• Do this: Rewrite the listing below with every "drops one marker" changed to "places one point" and nothing else altered. Leave the pictures out.

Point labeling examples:
start
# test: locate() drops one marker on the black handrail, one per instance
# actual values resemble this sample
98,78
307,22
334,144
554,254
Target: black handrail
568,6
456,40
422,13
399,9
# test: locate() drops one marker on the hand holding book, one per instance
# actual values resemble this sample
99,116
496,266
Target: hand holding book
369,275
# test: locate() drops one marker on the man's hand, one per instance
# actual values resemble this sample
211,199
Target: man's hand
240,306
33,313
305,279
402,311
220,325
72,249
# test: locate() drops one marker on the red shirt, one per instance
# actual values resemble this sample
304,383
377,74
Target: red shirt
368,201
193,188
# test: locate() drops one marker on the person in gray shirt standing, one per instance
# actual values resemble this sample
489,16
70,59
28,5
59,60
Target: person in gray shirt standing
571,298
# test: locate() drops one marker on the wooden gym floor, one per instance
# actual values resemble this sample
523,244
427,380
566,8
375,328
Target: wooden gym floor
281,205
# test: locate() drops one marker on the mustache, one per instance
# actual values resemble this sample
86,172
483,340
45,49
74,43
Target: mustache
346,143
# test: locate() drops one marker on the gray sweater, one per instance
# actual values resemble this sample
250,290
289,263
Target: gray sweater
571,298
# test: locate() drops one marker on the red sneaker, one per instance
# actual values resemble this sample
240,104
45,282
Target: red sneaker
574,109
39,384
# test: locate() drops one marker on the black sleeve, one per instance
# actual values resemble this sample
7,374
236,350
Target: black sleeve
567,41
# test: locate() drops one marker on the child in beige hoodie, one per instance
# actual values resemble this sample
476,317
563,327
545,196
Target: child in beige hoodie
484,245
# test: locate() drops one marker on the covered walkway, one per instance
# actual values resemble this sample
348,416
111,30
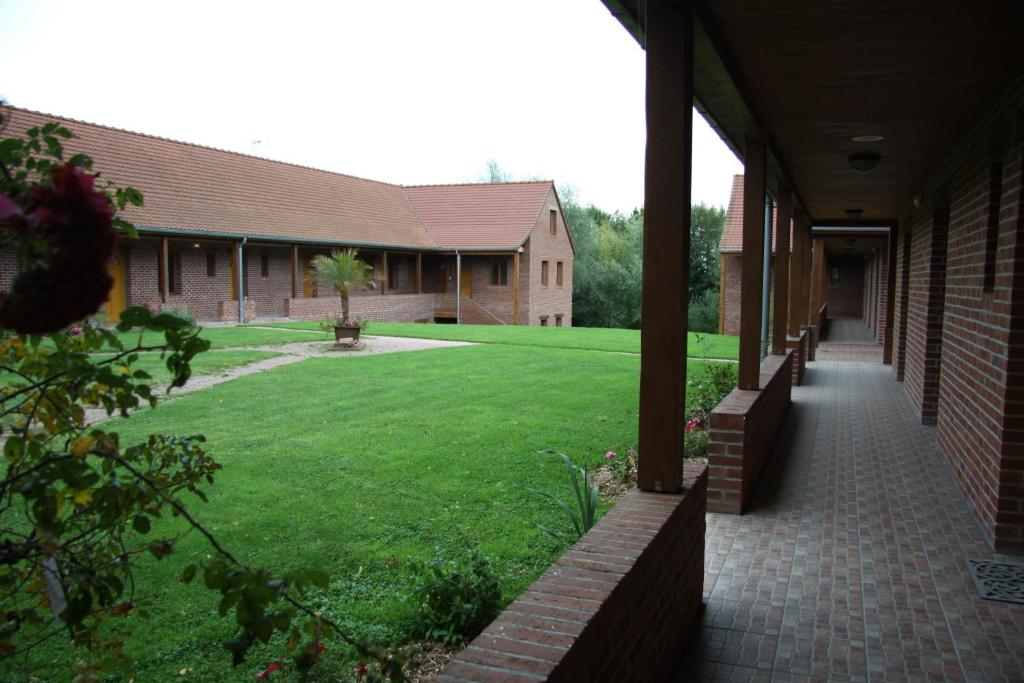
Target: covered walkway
851,562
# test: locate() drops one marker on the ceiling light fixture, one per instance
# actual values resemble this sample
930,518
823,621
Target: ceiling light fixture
864,161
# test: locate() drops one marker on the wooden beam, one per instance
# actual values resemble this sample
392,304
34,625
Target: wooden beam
666,243
796,276
515,289
780,286
165,281
753,263
295,271
817,282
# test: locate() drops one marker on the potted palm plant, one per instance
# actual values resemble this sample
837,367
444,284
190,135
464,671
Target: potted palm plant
343,271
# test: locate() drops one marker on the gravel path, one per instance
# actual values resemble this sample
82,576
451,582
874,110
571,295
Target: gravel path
294,352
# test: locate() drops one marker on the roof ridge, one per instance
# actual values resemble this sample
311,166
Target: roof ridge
476,184
197,144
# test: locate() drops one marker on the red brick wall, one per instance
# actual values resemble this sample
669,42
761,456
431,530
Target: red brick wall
903,249
927,292
743,428
393,307
617,606
975,395
551,300
846,298
732,280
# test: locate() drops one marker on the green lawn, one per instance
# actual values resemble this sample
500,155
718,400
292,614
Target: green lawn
205,364
223,337
598,339
359,466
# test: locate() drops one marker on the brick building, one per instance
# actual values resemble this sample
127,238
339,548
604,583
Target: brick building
875,475
215,222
end
• Worked solution:
# test: locate() places one point on the black handrail, one per instance
# actual values resemble this sample
98,78
307,22
334,144
554,254
Target: black handrail
568,6
456,40
422,13
399,9
# test: locate() places one point on the hand holding book, one per instance
# actual values resemble this sample
99,116
496,266
Target: hand holding book
369,275
# test: locate() places one point on the man's hand, one per instance
# actual values resemble this sample
211,199
Target: man's hand
240,306
33,313
305,279
402,311
220,325
72,249
# test: locate() places one point on the red shirt, one per instance
# actual values resemble this sample
304,383
377,74
Target: red shirt
368,201
193,188
# test: locate() places one point on the person in gray shirt standing, one per instance
# actual values resemble this sample
489,16
70,59
28,5
59,60
Target: person in gray shirt standing
571,298
# test: locate() places one point on the wooden gym floor, one per instance
# actual values resemble this sample
523,244
427,380
566,8
375,328
Target: wooden gym floor
281,205
# test: locate() places one point on the mustache, one per instance
# actual values resemble this sample
86,172
483,340
45,49
74,43
Target: mustache
346,143
# test: locate() places one point on the gray sweater, one per instance
# actual values resemble this sample
250,290
289,263
Target: gray sweater
571,298
# test: locate() places one point on the red sneaker, one per instance
# actual values resemble this sample
240,104
45,282
Target: red sneaker
574,109
39,384
# test: locate() places one point on the black sleeve, one per instance
# actual values resemble this sample
7,374
236,350
Target: black sleeve
567,41
# test: locate() places one point on the child in beige hoodie, one per instance
# actual values resemble this sample
476,317
563,327
545,196
Target: child in beige hoodie
484,245
# test: locate() places one point on the covered walkway, one per instance
# actual values resemble this sample
348,416
111,30
Target: covered walkway
851,562
# test: locate() places one point on the ceiling light fixture, one per instance
# actual values resemble this sample
930,518
823,621
Target: ceiling light fixture
864,161
# test: locate() places one point on the wooden beam, one per instance
# actual values resemble this sample
392,304
34,625
Target: wooden beam
666,243
796,276
515,289
780,286
165,281
753,263
295,271
817,282
# test: locate() places one point on the potted palm plant, one per instance
# actual values resemble this sample
837,367
444,284
190,135
464,671
Target: potted palm plant
343,271
# test: locate() places one point on the gravel path, one per instance
# actual values resemble this sample
82,576
451,582
874,110
571,295
Target: gravel path
294,352
# test: locate() places one point on the roof ridge, one per instance
# actual values resemble this sample
311,166
Target: roof ridge
476,184
197,144
# test: locate() places one point on the red brick wall, one per instance
# actual values resemble this sample
669,42
761,456
431,530
Target: red brick wall
903,249
927,292
743,428
393,307
617,606
975,395
551,300
846,298
732,280
# test: locate() places one point on the green lawn, one per instance
# actual values resemble this sample
500,155
718,400
292,614
Target: green lawn
205,364
223,337
598,339
359,466
# test: locate() places one point on the brick building, one per instance
# actual values resemble this sample
127,238
339,548
604,583
Target: brick building
875,475
215,222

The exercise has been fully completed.